■ **TASK OBJECTIVE**
Copy exactly the lines from the one containing "of the brown" through the last line of the records, both included, and nothing more.

■ **ENTRIES SHOWN**

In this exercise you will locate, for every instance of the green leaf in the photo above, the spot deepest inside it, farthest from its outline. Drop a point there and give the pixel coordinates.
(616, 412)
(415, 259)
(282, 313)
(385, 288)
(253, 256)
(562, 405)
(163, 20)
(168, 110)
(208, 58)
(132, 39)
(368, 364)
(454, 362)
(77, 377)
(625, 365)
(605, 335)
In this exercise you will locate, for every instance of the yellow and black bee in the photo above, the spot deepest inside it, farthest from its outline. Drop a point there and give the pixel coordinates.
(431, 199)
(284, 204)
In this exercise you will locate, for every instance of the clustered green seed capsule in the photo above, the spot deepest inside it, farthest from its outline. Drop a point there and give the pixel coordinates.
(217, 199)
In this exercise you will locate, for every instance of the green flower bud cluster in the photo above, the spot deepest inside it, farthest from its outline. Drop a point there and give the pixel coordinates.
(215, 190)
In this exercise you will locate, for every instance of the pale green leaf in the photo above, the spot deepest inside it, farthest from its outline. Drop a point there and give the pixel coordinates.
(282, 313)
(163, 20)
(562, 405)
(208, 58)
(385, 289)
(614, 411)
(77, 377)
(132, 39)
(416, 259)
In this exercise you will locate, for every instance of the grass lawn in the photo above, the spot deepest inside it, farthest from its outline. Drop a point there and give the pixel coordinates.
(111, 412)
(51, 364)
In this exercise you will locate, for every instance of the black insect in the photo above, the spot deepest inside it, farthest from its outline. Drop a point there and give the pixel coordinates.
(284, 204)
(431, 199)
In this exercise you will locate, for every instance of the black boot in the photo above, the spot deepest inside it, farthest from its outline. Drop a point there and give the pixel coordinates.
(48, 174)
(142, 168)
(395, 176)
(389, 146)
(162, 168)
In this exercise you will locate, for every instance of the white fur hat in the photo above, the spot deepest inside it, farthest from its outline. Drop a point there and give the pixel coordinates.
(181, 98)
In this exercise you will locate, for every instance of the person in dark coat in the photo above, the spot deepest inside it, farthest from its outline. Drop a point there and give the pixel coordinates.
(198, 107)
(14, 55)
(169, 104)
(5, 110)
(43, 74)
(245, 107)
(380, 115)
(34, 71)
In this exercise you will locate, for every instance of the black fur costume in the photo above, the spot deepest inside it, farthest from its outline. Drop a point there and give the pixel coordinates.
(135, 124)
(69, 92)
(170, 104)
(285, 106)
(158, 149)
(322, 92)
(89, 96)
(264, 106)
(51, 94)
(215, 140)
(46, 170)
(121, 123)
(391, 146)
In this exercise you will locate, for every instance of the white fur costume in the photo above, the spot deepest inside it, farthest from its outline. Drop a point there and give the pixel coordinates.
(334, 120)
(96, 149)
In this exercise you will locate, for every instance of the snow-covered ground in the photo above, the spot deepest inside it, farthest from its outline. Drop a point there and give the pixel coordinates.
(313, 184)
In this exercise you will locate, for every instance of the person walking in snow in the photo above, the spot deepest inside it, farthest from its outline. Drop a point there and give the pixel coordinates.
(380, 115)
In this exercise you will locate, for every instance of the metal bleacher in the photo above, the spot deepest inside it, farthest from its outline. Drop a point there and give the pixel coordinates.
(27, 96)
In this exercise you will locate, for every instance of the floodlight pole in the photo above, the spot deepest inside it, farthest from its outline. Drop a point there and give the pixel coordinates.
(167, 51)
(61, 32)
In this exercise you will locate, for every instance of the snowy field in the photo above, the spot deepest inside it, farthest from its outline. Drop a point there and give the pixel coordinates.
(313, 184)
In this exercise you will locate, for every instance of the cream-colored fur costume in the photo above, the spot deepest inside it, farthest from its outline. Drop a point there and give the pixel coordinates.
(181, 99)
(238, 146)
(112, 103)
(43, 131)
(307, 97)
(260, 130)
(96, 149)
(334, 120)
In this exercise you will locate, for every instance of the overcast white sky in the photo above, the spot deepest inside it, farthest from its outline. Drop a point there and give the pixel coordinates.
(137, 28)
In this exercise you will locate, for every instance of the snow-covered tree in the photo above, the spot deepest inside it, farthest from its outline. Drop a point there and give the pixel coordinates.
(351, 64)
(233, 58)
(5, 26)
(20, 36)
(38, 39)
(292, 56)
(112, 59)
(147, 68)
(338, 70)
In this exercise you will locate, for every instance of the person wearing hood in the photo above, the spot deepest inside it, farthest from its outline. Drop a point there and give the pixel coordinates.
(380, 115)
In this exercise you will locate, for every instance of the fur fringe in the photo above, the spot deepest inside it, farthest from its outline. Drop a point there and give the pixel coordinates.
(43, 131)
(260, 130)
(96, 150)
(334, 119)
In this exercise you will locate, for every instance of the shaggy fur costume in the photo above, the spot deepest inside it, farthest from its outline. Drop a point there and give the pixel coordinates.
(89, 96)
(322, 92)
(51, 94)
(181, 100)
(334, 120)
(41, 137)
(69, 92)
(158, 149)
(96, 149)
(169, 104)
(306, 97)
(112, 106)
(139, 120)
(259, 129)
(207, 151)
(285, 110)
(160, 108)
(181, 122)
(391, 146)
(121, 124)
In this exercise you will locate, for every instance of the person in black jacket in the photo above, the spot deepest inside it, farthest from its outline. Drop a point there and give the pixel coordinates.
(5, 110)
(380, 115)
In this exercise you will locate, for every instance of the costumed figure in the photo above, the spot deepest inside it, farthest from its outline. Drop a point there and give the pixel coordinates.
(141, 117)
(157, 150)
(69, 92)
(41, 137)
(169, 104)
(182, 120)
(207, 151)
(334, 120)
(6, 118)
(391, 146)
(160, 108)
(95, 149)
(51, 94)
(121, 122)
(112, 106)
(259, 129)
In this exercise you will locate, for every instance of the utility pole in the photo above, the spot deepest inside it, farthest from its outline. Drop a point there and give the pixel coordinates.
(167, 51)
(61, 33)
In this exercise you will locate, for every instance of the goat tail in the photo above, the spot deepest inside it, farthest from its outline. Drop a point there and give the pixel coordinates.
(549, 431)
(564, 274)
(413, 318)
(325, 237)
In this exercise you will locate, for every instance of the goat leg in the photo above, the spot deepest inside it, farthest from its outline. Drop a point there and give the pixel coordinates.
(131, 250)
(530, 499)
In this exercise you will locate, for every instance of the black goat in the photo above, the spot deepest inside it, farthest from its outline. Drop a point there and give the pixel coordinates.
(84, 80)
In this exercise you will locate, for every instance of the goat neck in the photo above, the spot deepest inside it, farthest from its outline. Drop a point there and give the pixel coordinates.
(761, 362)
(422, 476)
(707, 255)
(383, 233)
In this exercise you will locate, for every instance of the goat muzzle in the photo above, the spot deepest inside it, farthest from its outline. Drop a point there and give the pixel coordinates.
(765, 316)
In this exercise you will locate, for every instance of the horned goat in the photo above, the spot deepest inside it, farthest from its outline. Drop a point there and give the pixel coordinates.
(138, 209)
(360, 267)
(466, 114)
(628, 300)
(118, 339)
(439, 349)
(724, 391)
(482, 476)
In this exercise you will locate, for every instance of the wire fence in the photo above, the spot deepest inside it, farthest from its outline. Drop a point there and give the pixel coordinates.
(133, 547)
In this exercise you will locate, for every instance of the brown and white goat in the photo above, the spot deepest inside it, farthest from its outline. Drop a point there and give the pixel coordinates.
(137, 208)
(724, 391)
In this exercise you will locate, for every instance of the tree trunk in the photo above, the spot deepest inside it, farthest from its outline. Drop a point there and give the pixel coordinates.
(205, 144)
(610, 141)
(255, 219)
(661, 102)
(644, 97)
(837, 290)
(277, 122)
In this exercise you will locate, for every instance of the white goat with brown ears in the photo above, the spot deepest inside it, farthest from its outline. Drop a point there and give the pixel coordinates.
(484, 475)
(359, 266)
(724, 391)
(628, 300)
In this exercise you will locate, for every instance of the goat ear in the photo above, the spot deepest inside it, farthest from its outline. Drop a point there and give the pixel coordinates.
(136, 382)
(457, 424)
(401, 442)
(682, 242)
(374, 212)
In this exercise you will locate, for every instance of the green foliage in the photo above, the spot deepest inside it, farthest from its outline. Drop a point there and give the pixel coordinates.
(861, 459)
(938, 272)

■ **ANSWER FOR THE TASK**
In this exercise you will locate, for every instance of the brown and white goat in the photo above, the spot deepest inside it, farthest from its outline. Drop a point there and give the pixel coordinates.
(137, 208)
(724, 391)
In this exercise you will locate, for every instance of the tree trunk in the photo above, the spot deepest inside it, farthest from its outline. Drop a point there and give the pixel coordinates.
(205, 144)
(610, 141)
(255, 219)
(661, 102)
(644, 97)
(837, 290)
(277, 122)
In this exercise you will locate, for every instance of the white goat with brown ears in the photo above, the spot deepest inside it, farthest from its outline. Drop a point there and give the pixel coordinates.
(484, 475)
(359, 266)
(724, 391)
(628, 300)
In this exercise you will locate, for every instance of the goat ear in the photo above, the spot deepest inside it, farthest from its outline. Drop a point there and give the pixel coordinates.
(136, 382)
(457, 424)
(401, 442)
(682, 242)
(374, 212)
In this exercise you will locate, for every instance of the green foliage in the photo above, the spot deepest inside it, farthest from its outline. Drop a point there and give the pixel coordinates.
(861, 459)
(938, 272)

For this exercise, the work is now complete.